━━━ MATERIAL SUPPLIED ━━━

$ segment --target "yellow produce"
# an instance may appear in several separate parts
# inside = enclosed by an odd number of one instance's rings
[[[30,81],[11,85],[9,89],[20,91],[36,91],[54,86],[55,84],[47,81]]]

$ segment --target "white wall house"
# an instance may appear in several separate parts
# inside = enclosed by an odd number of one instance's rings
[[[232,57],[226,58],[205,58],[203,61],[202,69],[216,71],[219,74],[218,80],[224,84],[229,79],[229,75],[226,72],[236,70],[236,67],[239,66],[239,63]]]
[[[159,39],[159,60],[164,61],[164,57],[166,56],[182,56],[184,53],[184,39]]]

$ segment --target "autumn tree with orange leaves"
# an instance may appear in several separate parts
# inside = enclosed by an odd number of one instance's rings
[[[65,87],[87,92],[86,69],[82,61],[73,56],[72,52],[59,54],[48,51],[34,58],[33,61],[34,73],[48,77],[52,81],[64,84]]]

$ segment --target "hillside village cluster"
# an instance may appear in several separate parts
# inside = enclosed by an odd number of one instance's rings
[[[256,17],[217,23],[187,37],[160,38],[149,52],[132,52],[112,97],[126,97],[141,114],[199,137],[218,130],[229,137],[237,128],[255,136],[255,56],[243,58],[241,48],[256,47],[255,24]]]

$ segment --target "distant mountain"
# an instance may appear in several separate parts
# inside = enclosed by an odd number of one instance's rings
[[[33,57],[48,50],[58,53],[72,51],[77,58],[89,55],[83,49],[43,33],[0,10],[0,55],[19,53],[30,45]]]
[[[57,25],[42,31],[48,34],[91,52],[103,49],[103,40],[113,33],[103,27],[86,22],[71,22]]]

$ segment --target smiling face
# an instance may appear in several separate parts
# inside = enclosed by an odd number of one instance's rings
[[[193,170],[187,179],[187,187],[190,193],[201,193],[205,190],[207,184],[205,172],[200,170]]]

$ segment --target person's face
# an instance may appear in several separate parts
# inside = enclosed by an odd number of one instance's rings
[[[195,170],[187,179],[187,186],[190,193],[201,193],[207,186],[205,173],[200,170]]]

━━━

Put the data from the line containing "--target person's face" through the end of the data, both ends included, into a JSON list of strings with one string per line and any blank lines omitted.

[
  "$ segment --target person's face",
  "# an instance may appear in several separate parts",
  "# inside = enclosed by an odd number of one instance's rings",
  "[[[195,170],[187,179],[187,186],[190,193],[201,193],[207,186],[205,173],[200,170]]]"
]